DOCUMENT SEGMENT
# # # #
Had my fair share of bruised/cut/rust-embedded knuckles from that too.

Gave up on pushing or pulling wrenches against stuck bolts years ago! All my hand wrenches are dented where I hit 'em with a hammer to produce large amounts of torque over a very short length of time. No more trips to the first aid box after that [cussing expletive cuss] stuck nut finally let go.

Better yet: Impact wrench. Turn it down to start on smaller fasteners. Slowly increase the power, reverse direction.

Last skinned knuckle was from an angle grinder.


----------



## T Bredehoft (Nov 12, 2015)

Safety glasses.  I was on a pour in the late '60s.  Hard had and safety glasses recommended.  One of the guys picked the blue wrench to cut a piece of re-rod.   I hollered at him to pull his safety glasses out of his curly hair and put them on his face. He grumbled, but put them on and attacked the re-rod. The torch started cutting then backfired. It blew molten steel into the center of his right safety glass. He took them off, looked at me and said "thanks".


----------



## turnitupper (Nov 12, 2015)

Helping nephew replace rusted brakes on a boat trailer. He had cut off rusted bolts with a 4" angle grinder and could not get vice grips in the confined space to remove the rest of the bolts.
I used the grinder (thin cut off blade,no guard) to cut a square on the end of the bolt to drive a 12 point socket on. Square was slightly oversize so had to GRIND it a little. As he could not find the grinding disc, I used the cut off blade to lightly take off some metal. Had almost finished when the blade disintegrated, one piece taking off the tip of my thumb and another embedding itself 3/4" in my calf. If I had been using it vertically instead of horizontally it probably would have hit me in the face/torso/testicles. Lessons learnt (again), Do not use cutting disc for grinding, Do not use grinder without guard and NEVER have cutting disc spinning in line with your face.
# # # #
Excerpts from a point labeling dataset
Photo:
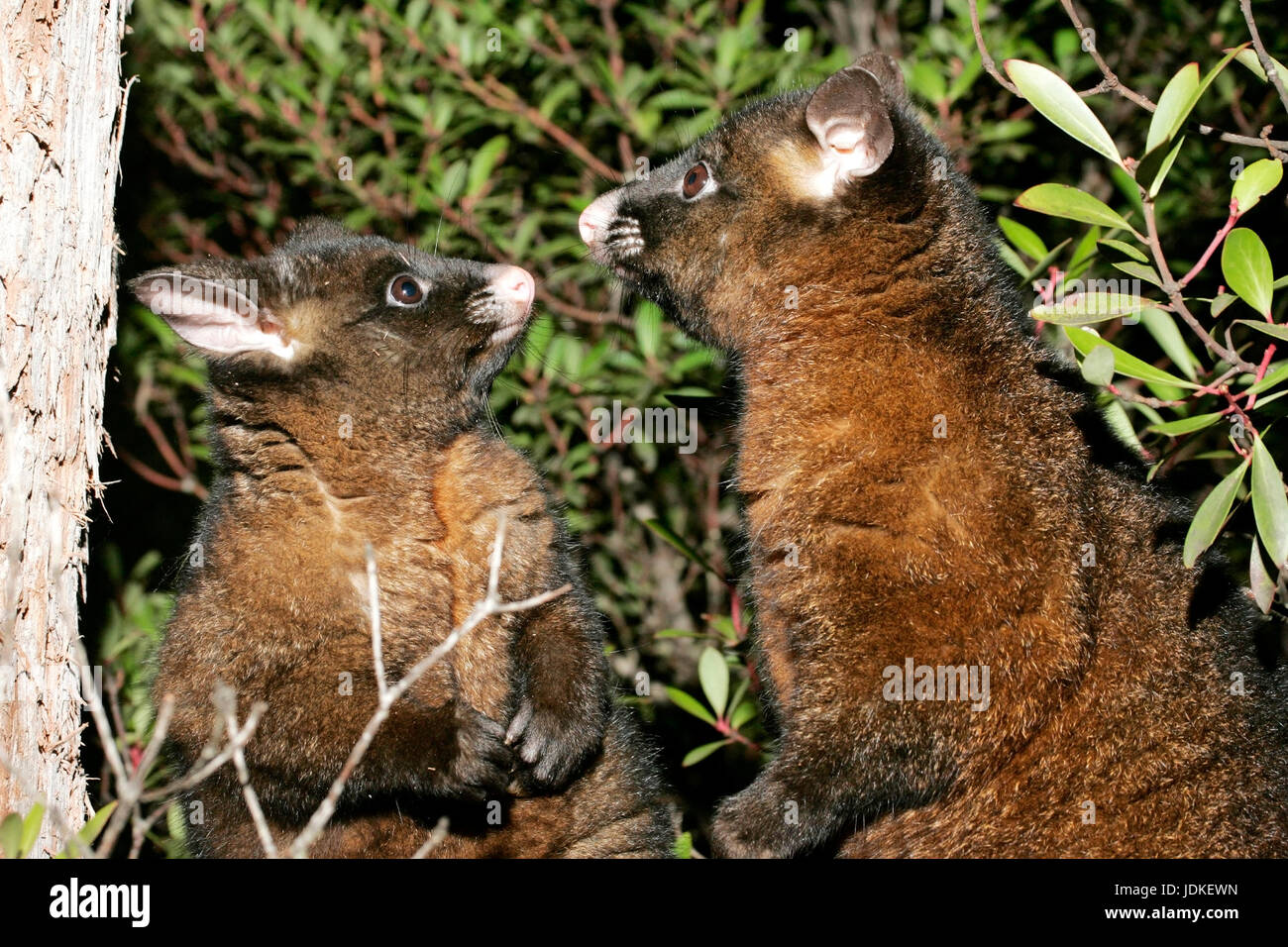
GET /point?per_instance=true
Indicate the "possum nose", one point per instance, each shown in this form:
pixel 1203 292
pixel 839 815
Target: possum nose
pixel 593 221
pixel 514 285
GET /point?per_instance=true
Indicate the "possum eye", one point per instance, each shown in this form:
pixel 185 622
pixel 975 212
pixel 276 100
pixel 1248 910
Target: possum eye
pixel 696 180
pixel 404 290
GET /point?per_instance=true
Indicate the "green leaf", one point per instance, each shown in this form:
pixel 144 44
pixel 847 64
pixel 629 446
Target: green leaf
pixel 1089 308
pixel 1162 326
pixel 684 845
pixel 713 676
pixel 1258 579
pixel 1249 58
pixel 1022 239
pixel 1267 328
pixel 1211 514
pixel 648 329
pixel 1186 425
pixel 1126 249
pixel 1140 270
pixel 700 753
pixel 1061 200
pixel 1270 504
pixel 1245 265
pixel 1125 364
pixel 1061 105
pixel 1257 180
pixel 31 828
pixel 11 835
pixel 483 163
pixel 1179 97
pixel 1269 380
pixel 1098 367
pixel 690 703
pixel 674 540
pixel 742 714
pixel 1164 165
# # # #
TO-DO LIST
a) From the workshop safety thread, return the part that opens with the words containing "Had my fair" and closes with "an angle grinder.", copied word for word.
b) Resume the workshop safety thread right after its last sentence, keeping its tone.

RESPONSES BY TASK
a)
Had my fair share of bruised/cut/rust-embedded knuckles from that too.

Gave up on pushing or pulling wrenches against stuck bolts years ago! All my hand wrenches are dented where I hit 'em with a hammer to produce large amounts of torque over a very short length of time. No more trips to the first aid box after that [cussing expletive cuss] stuck nut finally let go.

Better yet: Impact wrench. Turn it down to start on smaller fasteners. Slowly increase the power, reverse direction.

Last skinned knuckle was from an angle grinder.

b)
John.


----------



## mattthemuppet2 (Nov 12, 2015)

mike837go said:


> Had my fair share of bruised/cut/rust-embedded knuckles from that too.
> 
> Gave up on pushing or pulling wrenches against stuck bolts years ago! All my hand wrenches are dented where I hit 'em with a hammer to produce large amounts of torque over a very short length of time. No more trips to the first aid box after that [cussing expletive cuss] stuck nut finally let go.
> 
> ...



I don't hit wrenches or breaker bars, I've had too many lift and round off the bolt head. I'd rather soak with PB Blaster (or similar), walk away and then use alternating heat and freeze spray to get it off. Impact wrench would be nice though, one day


----------



## mike837go (Nov 13, 2015)

mattthemuppet said:


> I don't hit wrenches or breaker bars, I've had too many lift and round off the bolt head. I'd rather soak with PB Blaster (or similar), walk away and then use alternating heat and freeze spray to get it off. Impact wrench would be nice though, one day



My dad can do the heat/cool thing. I wind up melting things. 

It does take a bit of practice to strike a wrench with a hammer.
During each strike, you have to sense if the wrench moved. Is that movement from: A) the fastener breaking loose, B) the wrench slipping or C) the bolt/stud breaking?

Most likely:  B) STOP and reposition or get a better condition wrench.
Most desirable: A) One more strike to confirm and reverse for one strike. More penetrant. Switch to cheater bar or long handled ratchet. Work it back-and-forth (More penetrant) until removed.
Aw crap: C) Flail away! The left-hand drill bits and heli-coil kits are in the leftmost, bottom tool box, top drawer.

HF will sell you a good-enough-for-a-homeowner compressor and impact wrench for around US$100.00. Less, if you remember where you put the coupons.


----------



## jbolt (Nov 18, 2015)

As a young man working in a machine shop on a cold winter morning I was in the back of the shop grinding welds on a steel frame with a 9" angle grinder.  I was wearing a face shield and hearing protectors and could not hear anything other that the whine of the grinding. When doing repetitive tasks I tend to zone out and get lost in the work.  I was in my own world and oblivious to my surroundings.

Out of nowhere I was full on tackled and pummeled by one of my coworkers. Thinking this was a really stupid prank I pushed him off and jumped up ready to battle.  Before I could move in I was blasted with a CO2 fire extinguisher. Despite the obvious safety precautions it never occurred to me my flannel shirt was flammable. The stream of sparks off the grinding wheel had caught my shirt on fire.

The front of my flannel shirt had burned away up to the pocket and my t-shirt was scorched. Fortunately I suffered no burns. I'm grateful my coworkers were around and quick to respond.

Jay


----------



## Bill C. (Nov 22, 2015)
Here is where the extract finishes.